■ Alıntı ■
Hülya Kurgan / Sevcan Kahveci / TIMETURK
Mavi Marmara saldırılarından sonra işgal devleti İsrail tarafından tutuklanan, diğer tutuklulardan farklı bir hapishaneye götürülen Raid Salah, Türk vatandaşlarının da içinde b ulunduğu tutukluların derhal salıverilmesi talebi üzerinde ısrar eden başbakanın istemiyle sonradan serbest bırakılmıştı.
Mirasımız Der’in Kudüs’te bulunan Osmanlı mirasını koruma ve İsrail devletinin Yahudi yerleşim birimleri noktasındaki yıkımları doğrultusunda tekrar Türkiye’ye davet ettikleri, 1948 hareketi lideri Şeyh Raid Salah ile kısa bir mülakat gerçekleştirerek; özelde Filistin ve Gazze, genelde ise Ortadoğu üzerine birtakım tespitler kaydettik.

■ Aşağıdakileri tamamlayın ■
a – Raid Salah haberine göre Şeyh Raid Salah hangi hareketin lideri?
b – Raid Salah haberini kaldığı yerden sürdürün.

■ Veri kümesinden kesit ■
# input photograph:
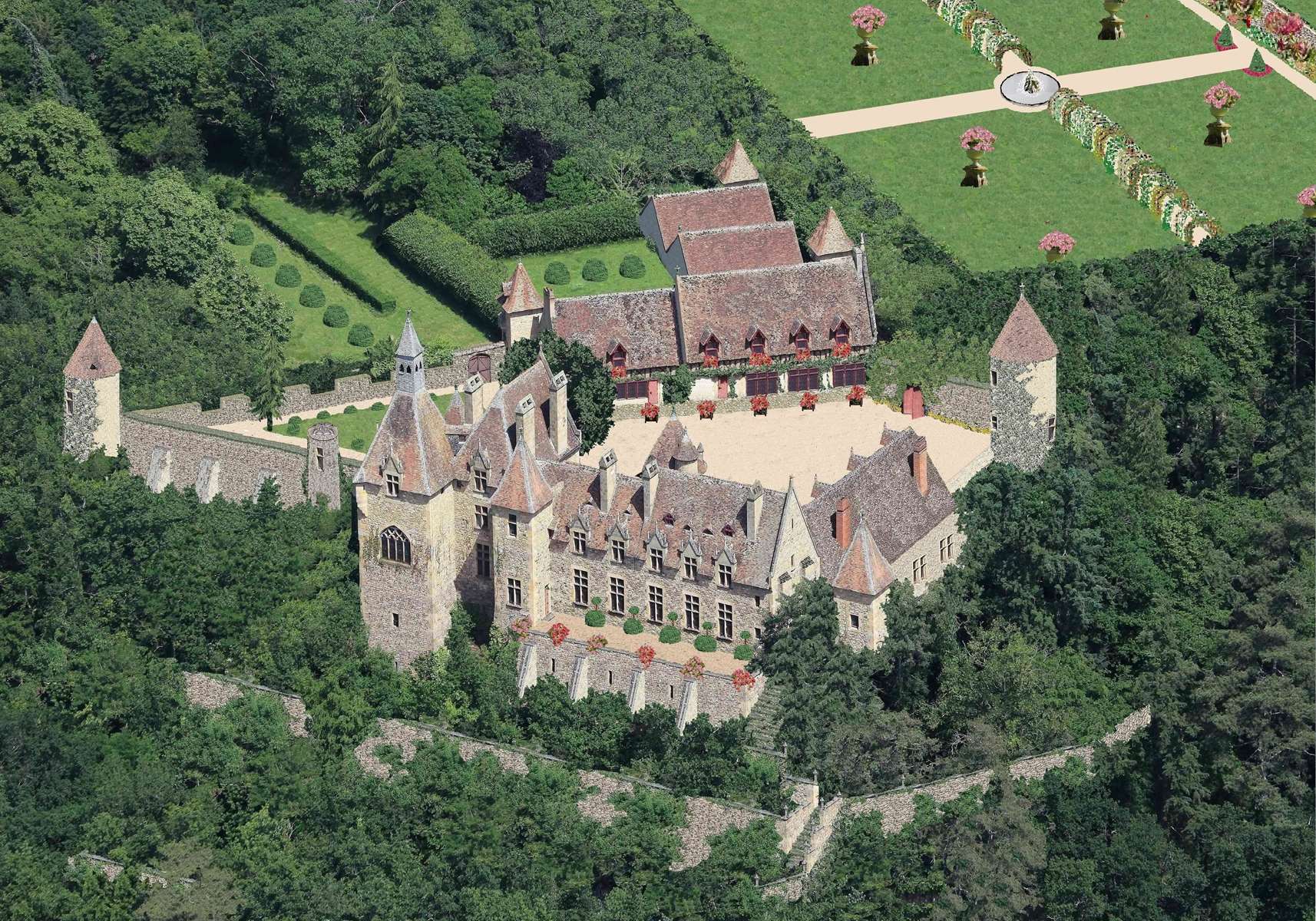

■ Görev sonuçları ■
a – 1948 hareketinin lideri.

b –
Mavi Marmara ve özgürlük filosundan önce de türkiye’ye bir ziyaret gerçekleştirmiştiniz. Bu süre zarfında, yani mavi Marmara öncesi ve mavi Marmara sonrasını nasıl görüyorsunuz, herhangi bir fark söz konusu mu ?
Elbette, bu süre zarfında büyük bir fark görüyorum. Zira Türkiye halkı mavi Marmara ile birlikte tam teşkil hazırlanmış ve İsrail işgalinin bölgeden çekilmesiyle ambargonun kaldırılmasına yönelik dünya’ya mesajlarını iletmişlerdir. Bununla birlikte Flistinin istikbali ve başkentin Kudüs olması gerektiğine yönelik gayretlerini de görüyoruz..
Mavi Marmara gemisi içinde ve sonrasında Türkiye halkından nasıl bir yaklaşım gördünüz?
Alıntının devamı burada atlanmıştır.